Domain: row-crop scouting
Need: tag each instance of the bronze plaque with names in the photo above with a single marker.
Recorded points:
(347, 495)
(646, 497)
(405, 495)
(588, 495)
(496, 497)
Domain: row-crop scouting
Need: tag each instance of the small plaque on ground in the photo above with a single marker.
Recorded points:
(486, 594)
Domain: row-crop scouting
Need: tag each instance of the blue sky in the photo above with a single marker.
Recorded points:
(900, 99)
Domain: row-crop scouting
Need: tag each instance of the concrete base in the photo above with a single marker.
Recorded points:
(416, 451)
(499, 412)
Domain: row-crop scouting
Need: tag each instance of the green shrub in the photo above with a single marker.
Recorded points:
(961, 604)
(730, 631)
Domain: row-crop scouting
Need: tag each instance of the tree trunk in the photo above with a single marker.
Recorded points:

==

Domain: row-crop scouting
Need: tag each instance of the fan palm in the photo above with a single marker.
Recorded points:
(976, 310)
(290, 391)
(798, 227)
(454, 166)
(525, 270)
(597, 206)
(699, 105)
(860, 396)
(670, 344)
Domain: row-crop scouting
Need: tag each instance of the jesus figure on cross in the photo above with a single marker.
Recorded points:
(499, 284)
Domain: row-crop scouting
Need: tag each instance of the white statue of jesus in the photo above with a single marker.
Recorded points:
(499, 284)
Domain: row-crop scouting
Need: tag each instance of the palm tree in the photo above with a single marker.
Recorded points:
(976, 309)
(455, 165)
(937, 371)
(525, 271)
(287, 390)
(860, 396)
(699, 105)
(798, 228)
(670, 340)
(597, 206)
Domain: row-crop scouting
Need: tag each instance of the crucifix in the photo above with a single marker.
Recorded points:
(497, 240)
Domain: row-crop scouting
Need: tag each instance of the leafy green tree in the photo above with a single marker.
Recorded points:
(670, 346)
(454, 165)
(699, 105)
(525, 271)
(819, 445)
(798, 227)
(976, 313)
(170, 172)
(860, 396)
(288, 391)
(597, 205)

## [Activity]
State the number of lines above that hold the string "plaque", with nothing added.

## [Answer section]
2